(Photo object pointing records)
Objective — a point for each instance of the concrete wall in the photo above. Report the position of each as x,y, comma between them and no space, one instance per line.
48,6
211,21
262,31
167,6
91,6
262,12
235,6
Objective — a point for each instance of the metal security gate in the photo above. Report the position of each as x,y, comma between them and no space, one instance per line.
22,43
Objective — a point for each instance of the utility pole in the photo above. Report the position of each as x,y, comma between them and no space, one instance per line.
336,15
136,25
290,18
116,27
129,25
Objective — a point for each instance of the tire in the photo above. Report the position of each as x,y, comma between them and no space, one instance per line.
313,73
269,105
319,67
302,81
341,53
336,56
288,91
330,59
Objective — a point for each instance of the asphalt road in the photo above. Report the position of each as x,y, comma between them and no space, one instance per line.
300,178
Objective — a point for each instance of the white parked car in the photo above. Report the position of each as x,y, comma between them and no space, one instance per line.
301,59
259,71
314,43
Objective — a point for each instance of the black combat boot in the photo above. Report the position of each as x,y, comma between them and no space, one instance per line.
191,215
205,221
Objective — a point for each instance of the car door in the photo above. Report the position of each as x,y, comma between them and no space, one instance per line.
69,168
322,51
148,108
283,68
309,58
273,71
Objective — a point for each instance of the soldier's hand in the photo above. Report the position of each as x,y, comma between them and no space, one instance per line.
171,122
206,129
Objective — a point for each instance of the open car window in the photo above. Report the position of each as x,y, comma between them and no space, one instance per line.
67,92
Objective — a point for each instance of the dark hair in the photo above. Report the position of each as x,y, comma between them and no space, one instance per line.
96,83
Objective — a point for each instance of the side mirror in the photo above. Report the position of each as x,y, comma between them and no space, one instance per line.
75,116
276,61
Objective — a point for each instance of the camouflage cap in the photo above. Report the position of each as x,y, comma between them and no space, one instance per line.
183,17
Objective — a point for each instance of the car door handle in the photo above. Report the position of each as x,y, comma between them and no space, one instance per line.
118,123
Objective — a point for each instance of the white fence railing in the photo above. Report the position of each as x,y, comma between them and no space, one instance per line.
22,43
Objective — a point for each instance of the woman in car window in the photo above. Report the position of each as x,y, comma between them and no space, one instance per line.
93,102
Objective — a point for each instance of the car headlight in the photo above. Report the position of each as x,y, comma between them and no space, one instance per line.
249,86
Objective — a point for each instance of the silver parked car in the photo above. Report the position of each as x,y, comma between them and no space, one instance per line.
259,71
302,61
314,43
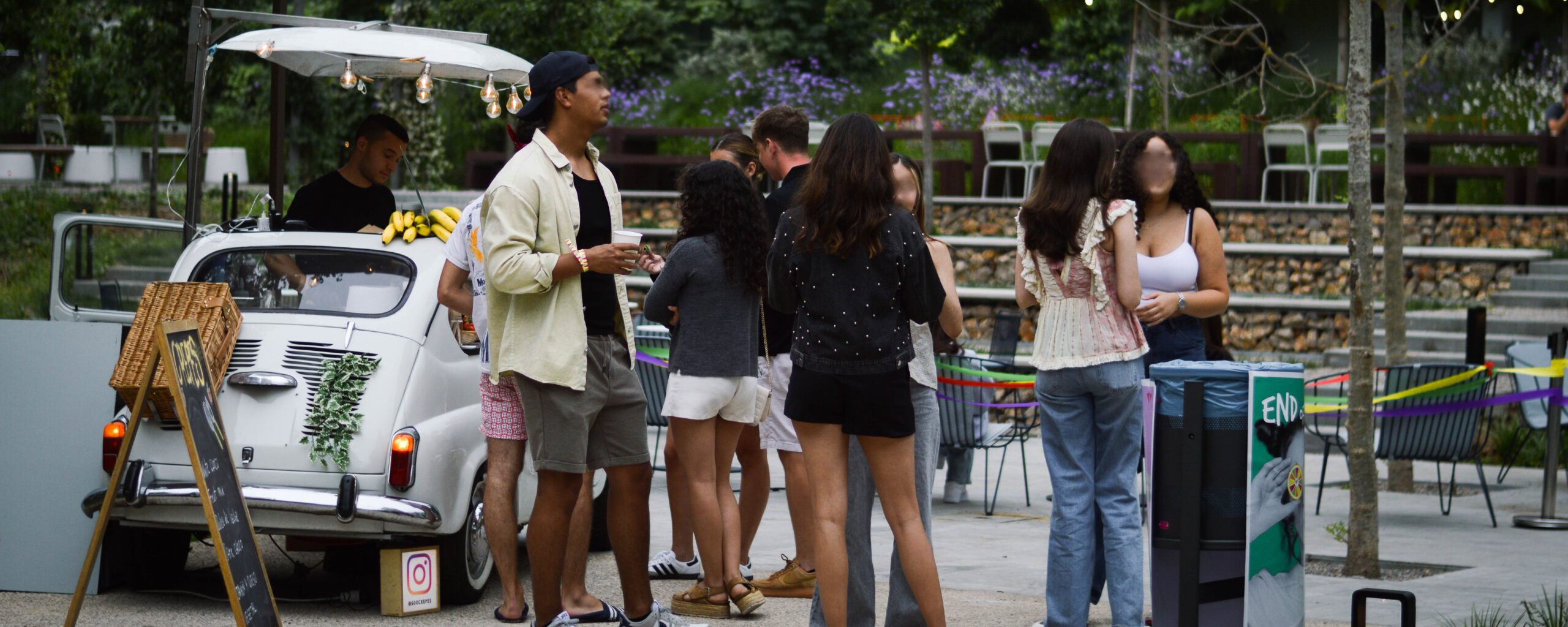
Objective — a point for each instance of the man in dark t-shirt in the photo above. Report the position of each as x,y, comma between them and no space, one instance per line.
355,197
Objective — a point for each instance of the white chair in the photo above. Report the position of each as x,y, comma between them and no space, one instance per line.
90,165
1003,133
1040,138
1288,137
1330,140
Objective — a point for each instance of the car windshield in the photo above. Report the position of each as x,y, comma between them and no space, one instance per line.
320,281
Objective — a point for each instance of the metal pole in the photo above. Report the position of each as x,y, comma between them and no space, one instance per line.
278,151
1555,436
1476,336
195,73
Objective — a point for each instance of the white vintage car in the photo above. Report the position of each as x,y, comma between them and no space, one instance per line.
416,472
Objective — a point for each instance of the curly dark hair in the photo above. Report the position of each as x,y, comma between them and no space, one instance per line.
1185,190
849,190
717,198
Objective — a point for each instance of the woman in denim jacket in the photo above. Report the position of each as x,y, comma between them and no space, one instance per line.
855,270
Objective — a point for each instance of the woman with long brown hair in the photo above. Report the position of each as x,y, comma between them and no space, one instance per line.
857,272
1078,261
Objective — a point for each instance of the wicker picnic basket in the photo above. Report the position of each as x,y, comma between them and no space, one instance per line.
217,318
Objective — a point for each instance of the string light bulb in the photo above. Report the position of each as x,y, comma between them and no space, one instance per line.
513,102
349,79
490,94
424,80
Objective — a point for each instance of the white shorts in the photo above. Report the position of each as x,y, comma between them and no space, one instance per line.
778,432
733,399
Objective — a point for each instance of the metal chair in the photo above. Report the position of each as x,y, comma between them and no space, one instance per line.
1288,137
1330,140
1440,438
962,432
1532,415
654,380
1003,133
1040,138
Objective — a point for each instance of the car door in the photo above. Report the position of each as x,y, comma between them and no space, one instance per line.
101,264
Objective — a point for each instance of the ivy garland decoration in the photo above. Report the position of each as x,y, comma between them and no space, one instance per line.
333,416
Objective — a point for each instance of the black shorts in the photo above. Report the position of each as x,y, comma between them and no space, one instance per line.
863,405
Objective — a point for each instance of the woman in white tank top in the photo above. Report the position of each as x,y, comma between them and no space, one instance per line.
1181,261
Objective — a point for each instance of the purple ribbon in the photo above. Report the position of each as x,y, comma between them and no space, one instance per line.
1443,408
989,405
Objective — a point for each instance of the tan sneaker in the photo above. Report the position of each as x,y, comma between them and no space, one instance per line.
793,582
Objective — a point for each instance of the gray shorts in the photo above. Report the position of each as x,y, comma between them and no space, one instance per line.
600,427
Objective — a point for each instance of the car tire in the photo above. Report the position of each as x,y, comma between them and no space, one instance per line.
466,563
600,538
156,557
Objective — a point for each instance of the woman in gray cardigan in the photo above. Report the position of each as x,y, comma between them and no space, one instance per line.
709,295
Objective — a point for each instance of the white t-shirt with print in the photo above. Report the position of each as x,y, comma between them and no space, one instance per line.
463,251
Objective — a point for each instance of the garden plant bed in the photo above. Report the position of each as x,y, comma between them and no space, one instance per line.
1393,571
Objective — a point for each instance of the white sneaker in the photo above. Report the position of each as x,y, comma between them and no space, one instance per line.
667,565
956,493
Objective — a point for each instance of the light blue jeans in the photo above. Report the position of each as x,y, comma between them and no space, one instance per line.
1090,430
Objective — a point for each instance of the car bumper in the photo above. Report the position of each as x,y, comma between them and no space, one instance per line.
303,500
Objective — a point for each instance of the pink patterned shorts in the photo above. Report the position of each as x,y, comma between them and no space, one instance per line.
500,410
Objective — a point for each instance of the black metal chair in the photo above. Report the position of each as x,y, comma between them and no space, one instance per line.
959,429
654,380
1441,438
1532,415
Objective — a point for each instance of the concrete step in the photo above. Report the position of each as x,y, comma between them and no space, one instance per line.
1449,340
1540,283
1532,322
1520,298
1550,267
1340,358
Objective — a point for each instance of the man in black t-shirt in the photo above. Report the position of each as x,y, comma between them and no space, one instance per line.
355,197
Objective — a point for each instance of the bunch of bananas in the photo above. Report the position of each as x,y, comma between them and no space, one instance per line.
441,223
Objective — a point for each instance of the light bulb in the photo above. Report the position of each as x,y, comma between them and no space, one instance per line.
490,94
424,80
513,102
349,79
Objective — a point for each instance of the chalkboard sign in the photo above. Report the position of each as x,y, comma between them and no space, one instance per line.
228,519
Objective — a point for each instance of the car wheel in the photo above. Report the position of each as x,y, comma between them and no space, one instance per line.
600,539
157,557
466,561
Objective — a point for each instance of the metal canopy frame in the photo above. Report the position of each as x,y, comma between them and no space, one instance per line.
206,27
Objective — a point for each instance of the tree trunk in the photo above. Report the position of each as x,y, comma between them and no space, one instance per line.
1166,65
1401,474
1362,555
927,151
1133,68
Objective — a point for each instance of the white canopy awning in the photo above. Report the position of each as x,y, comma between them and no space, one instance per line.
320,52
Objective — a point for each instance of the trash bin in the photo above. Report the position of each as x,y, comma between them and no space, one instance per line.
1220,496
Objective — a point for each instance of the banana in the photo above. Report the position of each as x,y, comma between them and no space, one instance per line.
444,220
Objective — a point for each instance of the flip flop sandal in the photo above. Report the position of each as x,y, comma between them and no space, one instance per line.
748,601
521,618
606,614
695,603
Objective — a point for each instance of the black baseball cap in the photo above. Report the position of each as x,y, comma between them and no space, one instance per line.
557,69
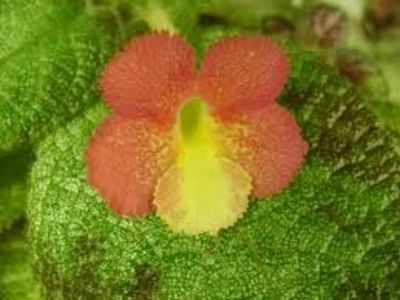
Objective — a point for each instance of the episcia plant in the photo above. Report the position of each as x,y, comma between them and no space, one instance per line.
114,206
199,145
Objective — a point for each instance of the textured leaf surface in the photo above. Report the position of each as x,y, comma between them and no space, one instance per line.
16,280
13,187
334,234
48,67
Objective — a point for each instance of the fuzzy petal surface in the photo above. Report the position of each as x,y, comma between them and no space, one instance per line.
268,144
150,77
124,158
240,73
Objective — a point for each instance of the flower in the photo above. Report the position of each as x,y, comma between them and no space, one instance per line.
194,145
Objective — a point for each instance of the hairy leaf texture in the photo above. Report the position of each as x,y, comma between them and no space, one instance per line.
333,234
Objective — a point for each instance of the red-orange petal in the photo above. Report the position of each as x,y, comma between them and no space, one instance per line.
242,73
268,144
150,77
124,158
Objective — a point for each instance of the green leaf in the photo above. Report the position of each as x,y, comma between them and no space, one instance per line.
51,53
13,187
16,280
334,234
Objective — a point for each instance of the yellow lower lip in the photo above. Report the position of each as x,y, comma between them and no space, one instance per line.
202,191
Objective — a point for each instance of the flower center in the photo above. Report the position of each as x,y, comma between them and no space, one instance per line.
202,192
196,126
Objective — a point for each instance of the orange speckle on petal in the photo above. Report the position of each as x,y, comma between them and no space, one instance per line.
268,144
242,73
125,157
150,77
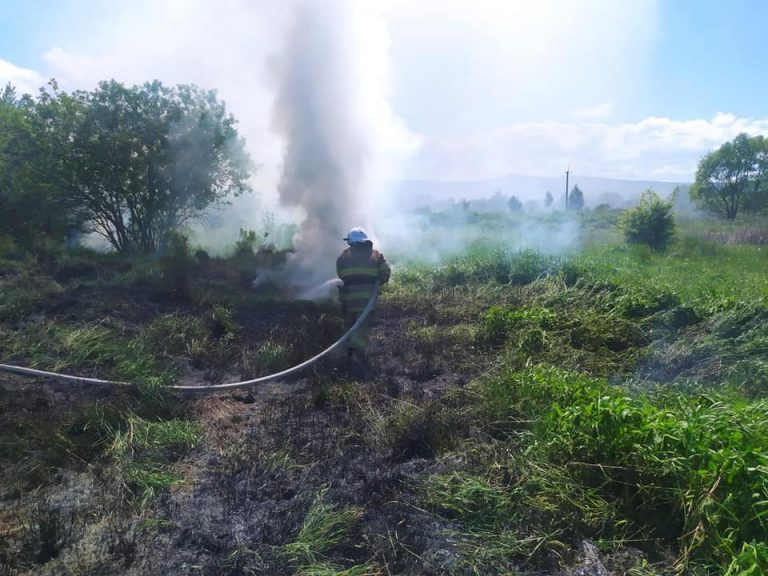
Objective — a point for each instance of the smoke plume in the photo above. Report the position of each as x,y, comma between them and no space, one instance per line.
319,110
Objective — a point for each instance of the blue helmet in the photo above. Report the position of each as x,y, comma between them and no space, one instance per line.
356,236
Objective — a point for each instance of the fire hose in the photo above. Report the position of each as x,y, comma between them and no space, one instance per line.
214,387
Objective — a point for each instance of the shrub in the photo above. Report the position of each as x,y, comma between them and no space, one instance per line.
650,222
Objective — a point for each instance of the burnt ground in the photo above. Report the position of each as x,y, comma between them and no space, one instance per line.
267,454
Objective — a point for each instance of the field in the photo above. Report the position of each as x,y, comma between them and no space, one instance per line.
599,410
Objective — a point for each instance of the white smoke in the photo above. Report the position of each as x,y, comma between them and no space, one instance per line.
340,134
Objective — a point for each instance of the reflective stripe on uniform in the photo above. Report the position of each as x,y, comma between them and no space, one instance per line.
371,272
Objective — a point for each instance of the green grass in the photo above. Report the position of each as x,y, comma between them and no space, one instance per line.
703,274
325,526
688,470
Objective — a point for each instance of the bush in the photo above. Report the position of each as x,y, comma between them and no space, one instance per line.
650,222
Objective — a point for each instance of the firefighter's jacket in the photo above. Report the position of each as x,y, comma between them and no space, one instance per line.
359,266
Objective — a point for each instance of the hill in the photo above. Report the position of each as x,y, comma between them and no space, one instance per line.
617,193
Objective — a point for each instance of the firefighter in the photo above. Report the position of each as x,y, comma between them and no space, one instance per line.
359,266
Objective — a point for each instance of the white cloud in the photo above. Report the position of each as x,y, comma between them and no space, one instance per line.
26,81
654,148
604,111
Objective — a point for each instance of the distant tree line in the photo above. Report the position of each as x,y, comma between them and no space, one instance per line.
128,163
733,178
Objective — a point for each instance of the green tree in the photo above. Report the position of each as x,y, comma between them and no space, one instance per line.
144,160
33,208
651,222
576,199
733,177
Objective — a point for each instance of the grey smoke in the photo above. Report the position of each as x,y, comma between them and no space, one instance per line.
317,113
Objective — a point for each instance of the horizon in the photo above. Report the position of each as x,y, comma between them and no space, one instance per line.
454,92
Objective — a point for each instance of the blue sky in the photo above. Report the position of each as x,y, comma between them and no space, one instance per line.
636,89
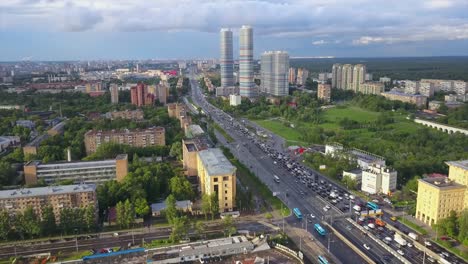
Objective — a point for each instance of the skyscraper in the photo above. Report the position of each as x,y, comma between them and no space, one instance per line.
359,73
114,90
226,60
274,73
246,82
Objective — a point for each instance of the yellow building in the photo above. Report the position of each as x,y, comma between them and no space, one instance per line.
458,172
437,197
217,175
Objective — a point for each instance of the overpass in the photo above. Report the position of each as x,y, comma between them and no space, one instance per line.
441,127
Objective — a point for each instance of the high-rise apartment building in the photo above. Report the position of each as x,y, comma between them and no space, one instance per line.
217,176
246,76
94,172
154,136
59,197
324,92
292,75
359,73
302,75
114,90
274,73
226,60
346,77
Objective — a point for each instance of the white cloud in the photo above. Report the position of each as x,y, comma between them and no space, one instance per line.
329,21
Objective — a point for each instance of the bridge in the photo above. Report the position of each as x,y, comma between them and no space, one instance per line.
441,127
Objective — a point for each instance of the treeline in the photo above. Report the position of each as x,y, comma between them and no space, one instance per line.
28,224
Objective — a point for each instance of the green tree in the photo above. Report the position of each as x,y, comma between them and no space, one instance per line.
48,224
171,209
141,207
5,226
181,188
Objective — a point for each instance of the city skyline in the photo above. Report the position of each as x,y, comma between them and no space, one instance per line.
53,30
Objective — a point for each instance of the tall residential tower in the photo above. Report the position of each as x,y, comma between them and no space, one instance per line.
246,77
226,59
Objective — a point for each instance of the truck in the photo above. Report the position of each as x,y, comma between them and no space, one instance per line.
379,222
413,235
400,240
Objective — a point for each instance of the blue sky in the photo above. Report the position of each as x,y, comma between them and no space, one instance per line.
142,29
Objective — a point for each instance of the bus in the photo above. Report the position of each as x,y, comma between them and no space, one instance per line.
297,213
276,178
372,206
322,260
320,229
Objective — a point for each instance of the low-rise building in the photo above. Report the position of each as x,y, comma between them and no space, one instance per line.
378,179
59,197
419,100
437,197
217,176
89,172
154,136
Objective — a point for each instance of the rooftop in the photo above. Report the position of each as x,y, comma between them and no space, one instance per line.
459,163
215,162
442,183
43,191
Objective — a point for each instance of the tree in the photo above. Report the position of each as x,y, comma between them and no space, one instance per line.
141,207
171,209
48,225
28,223
4,225
181,188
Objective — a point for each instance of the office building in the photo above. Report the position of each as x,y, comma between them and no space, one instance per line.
114,90
336,75
359,74
426,89
59,197
419,100
372,88
95,172
324,92
378,179
127,114
437,197
302,75
217,176
292,75
154,136
226,60
274,73
246,75
347,77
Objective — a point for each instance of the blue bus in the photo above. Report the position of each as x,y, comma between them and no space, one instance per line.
372,206
323,260
297,213
320,229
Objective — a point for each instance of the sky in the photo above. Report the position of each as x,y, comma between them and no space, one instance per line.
189,29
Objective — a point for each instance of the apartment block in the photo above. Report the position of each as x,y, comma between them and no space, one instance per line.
437,197
154,136
217,176
378,179
419,100
89,172
59,197
127,114
324,92
372,88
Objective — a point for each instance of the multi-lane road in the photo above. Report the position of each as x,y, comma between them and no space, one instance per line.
255,153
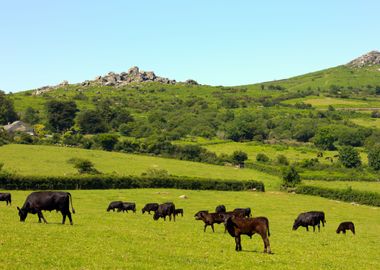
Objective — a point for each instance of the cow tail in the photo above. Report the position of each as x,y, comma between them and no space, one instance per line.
71,201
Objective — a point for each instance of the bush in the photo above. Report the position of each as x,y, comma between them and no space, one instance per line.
123,182
374,157
281,159
349,157
260,157
290,177
83,166
347,195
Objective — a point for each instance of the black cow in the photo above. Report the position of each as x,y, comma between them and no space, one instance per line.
164,210
150,207
344,226
178,211
246,212
115,205
312,218
6,197
47,200
220,209
128,206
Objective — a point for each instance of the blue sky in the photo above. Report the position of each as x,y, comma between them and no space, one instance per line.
214,42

:: DIRECTIVE ::
Only the lines from the one containing "Objective — a point for each instance of the black cow" to the end of the listing belong in the output, each reproduced exactly.

:: RESULT ::
Objective — a point for each instance of the black cow in the photo above. Report the position of each as x,y, comma between them and no space, one instance per line.
164,210
150,207
344,226
178,211
246,212
115,205
312,218
6,197
47,200
220,209
128,206
Objective — a point for each instance of the blue sky in the photo above. Report the position of each as x,y, comma between them and no space, one instance per line.
214,42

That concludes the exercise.